:: Given exercise A ::
Gather every line of the listing that contains the string "sleeve".
——
A nonexpert witness who has shown that he has had the opportunity to form a reasonably reliable appraisal of the mental powers of the testator may give his opinion as to whether the testator had sufficient mental capacity to understand the kind, nature and extent of his property. In re Will of Tatum, 233 N.C. 723, 726, 65 S.E. 2d 351, 353 (1951). Edith Chandler testified that she believed that Miss Hester knew there was property, but she did not think that Miss Hester had any business dealings about it. She further testified that Miss Hester “knew where the farm stretched out to” but “didn’t understand the full value of the land.” On cross-examination, however, she admitted that she had never discussed Miss Hester’s business affairs with her and had no way of knowing what she knew about her property. In light of *225this admission, it is doubtful that Mrs. Chandler’s opinion should have been admitted. In any event, even considering this evidence, the caveators’ evidence was insufficient to submit the issue of the testator’s mental capacity to the jury.

[4] The propounders also argue that the caveators did not present sufficient evidence of undue influence to survive their motions for a directed verdict. To constitute undue influence within the meaning of the law, there must be more than mere influence or persuasion. For the influence to be undue,

“ ‘there must be something operating upon the mind of the person whose act is called in judgment, of sufficient controlling effect to destroy free agency and to render the instrument, brought in question, not properly an expression of the wishes of the maker, but rather the expression of the will of another. It is the substitution of the mind of the person exercising the influence for the mind of the testator, causing him to make a will which he otherwise would not have made.’ ”

In re Will of Andrews, 299 N.C. 52, 261 S.E. 2d 198 (1980), quoting In re Will of Turnage, 208 N.C. 130, 131, 179 S.E. 332, 333 (1935). The burden is on the caveator to show by the greater weight of the evidence that the execution of the will was procured by undue influence. In re Will of Andrews, supra.

Relying on McNeill v. McNeill, 223 N.C. 178, 25 S.E. 2d 615 (1943), the caveators contend that the evidence shows that Frank Boswell acted as Miss Hester’s agent and as such he enjoyed a confidential relationship with her which raises a presumption of undue influence and shifts the burden to the propounders to show that no undue influence was asserted.

The evidence shows that just prior to Miss Willie’s death Frank Boswell helped her with her bank accounts and other business affairs, and after her death he served as Miss Hester’s personal representative at the inventory of Miss Willie’s safe deposit box. In addition, the evidence shows that four days after Miss Hester’s will was written she renounced the administration of Miss Willie’s estate in favor of Frank Bosweil. There was no evidence of procurement of the will by him. We find that this evidence is insufficient to show the existence of a confidential relationship and raise a presumption of undue influence.
——
:: Given exercise B ::
For each statement below, answer yes or no according to the will-contest opinion, and quote the words of the opinion that decide it. (i) On cross-examination, Edith Chandler admitted she had never discussed Miss Hester's business affairs with her. (ii) The propounders carry the burden of showing undue influence by the greater weight of the evidence. (iii) Miss Hester renounced the administration of Miss Willie's estate four days before her will was written.

:: Input ::
——
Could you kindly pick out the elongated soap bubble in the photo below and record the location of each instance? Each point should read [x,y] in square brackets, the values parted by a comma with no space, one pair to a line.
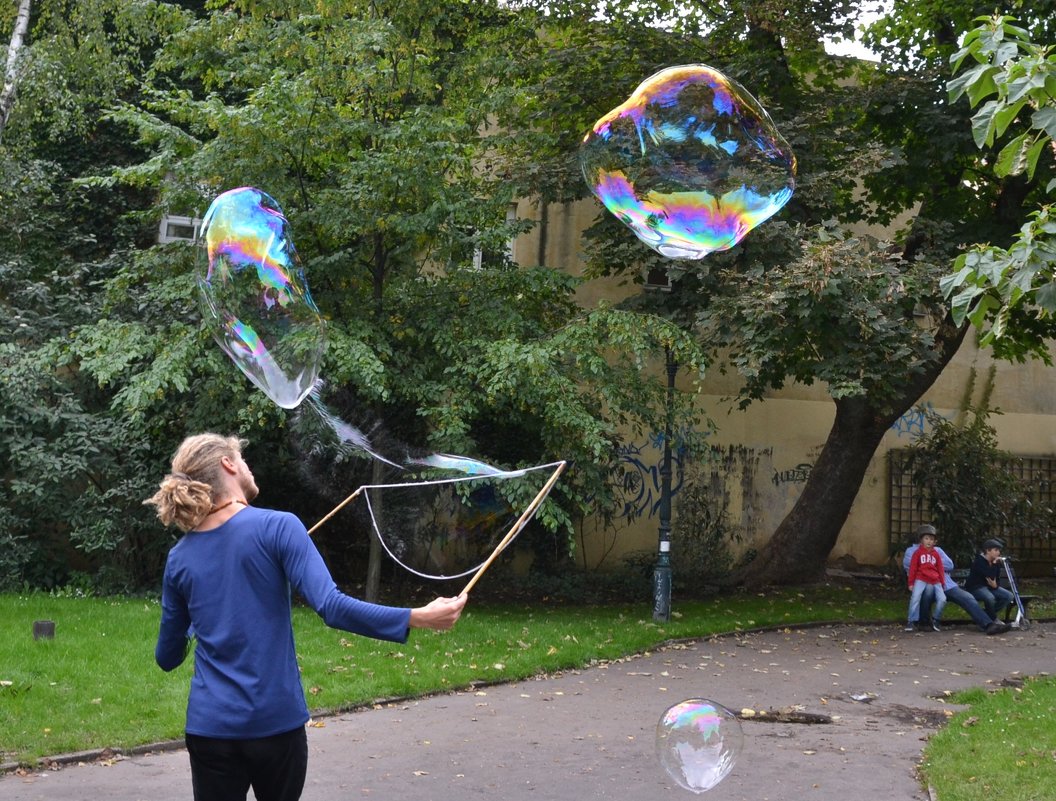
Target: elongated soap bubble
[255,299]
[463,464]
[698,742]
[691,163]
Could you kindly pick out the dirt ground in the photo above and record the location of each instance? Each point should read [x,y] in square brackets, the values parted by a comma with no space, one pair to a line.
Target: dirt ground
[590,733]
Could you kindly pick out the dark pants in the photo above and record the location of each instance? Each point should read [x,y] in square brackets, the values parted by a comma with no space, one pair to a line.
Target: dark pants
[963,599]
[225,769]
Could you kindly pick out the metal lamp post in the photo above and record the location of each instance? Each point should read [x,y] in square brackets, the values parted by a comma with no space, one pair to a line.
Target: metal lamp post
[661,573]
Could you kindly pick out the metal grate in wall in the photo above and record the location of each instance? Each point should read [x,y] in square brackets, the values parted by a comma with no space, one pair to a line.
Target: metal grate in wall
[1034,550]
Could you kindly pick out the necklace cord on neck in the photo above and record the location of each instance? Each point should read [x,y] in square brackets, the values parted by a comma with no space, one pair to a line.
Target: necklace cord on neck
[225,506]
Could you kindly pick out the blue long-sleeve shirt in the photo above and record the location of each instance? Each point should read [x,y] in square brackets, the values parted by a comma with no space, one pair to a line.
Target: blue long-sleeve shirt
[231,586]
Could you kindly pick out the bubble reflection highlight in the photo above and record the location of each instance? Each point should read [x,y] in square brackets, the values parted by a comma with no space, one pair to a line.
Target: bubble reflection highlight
——
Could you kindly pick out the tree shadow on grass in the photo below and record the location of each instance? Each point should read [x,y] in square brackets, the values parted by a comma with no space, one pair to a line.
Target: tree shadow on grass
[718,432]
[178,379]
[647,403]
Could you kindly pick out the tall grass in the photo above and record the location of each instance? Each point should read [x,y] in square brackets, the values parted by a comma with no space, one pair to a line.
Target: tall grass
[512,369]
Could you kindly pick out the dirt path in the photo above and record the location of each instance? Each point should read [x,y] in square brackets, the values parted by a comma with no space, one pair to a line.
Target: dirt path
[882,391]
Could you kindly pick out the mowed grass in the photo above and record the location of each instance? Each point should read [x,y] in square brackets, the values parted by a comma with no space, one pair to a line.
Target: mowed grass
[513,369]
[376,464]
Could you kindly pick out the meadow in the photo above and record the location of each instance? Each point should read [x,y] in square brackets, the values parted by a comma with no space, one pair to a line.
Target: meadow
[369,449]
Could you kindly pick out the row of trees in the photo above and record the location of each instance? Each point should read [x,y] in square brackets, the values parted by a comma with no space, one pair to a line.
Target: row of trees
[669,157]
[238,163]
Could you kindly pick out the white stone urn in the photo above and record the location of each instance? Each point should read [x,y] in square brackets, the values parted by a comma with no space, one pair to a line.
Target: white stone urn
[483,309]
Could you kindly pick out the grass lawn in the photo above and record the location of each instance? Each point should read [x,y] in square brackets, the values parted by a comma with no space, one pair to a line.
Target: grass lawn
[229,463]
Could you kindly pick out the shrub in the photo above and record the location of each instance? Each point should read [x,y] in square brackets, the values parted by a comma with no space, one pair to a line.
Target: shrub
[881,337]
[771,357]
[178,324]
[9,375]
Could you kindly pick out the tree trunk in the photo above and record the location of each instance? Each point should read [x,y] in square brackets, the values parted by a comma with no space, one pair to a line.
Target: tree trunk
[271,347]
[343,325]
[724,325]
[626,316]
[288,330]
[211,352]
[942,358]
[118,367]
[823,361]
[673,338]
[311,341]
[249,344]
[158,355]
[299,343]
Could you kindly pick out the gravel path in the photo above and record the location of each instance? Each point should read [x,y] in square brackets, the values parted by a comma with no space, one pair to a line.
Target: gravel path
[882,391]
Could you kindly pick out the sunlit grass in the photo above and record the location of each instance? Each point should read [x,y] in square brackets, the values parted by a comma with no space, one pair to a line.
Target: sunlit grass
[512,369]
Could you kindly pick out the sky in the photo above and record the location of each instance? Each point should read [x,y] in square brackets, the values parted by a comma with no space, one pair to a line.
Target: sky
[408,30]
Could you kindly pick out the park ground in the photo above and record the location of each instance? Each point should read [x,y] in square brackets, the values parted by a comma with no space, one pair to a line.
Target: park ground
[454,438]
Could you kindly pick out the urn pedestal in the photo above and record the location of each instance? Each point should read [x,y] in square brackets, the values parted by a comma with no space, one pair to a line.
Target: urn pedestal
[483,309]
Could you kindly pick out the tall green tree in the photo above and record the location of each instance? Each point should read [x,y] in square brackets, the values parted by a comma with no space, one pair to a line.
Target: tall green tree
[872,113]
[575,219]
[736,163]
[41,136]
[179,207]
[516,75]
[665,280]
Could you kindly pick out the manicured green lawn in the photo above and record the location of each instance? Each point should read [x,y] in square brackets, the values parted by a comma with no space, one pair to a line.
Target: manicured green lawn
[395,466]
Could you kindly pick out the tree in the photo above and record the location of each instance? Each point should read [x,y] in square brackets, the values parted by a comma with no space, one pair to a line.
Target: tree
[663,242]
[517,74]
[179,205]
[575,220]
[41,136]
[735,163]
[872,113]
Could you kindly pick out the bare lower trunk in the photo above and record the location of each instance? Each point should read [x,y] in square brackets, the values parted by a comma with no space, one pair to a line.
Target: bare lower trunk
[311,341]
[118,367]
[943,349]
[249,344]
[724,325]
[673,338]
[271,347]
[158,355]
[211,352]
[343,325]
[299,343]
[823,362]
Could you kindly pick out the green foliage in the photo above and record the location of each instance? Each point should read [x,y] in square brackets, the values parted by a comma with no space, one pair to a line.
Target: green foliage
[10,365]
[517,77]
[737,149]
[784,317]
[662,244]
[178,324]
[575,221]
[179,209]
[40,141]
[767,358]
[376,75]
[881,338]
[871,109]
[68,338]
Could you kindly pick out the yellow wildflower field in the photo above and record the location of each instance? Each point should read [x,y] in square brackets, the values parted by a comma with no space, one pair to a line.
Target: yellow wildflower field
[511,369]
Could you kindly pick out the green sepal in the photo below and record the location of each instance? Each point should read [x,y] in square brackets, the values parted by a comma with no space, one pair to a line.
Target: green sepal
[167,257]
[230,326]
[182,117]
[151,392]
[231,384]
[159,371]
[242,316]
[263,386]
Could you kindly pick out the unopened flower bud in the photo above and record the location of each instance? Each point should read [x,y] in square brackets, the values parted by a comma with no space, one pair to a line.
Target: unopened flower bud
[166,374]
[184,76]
——
:: Correct answer A ::
Could you kindly pick out the blue long-sleeve shirt in the photo above and record the location of each instance? Each point should read [x,y] in square brackets, the values parted by a comma with no space, one pair to a line.
Target: blue long-sleeve shirt

:: Correct answer B ::
(i) Yes: "she admitted that she had never discussed Miss Hester’s business affairs with her"
(ii) No: "The burden is on the caveator to show by the greater weight of the evidence that the execution of the will was procured by undue influence."
(iii) No: "four days after Miss Hester’s will was written she renounced the administration of Miss Willie’s estate"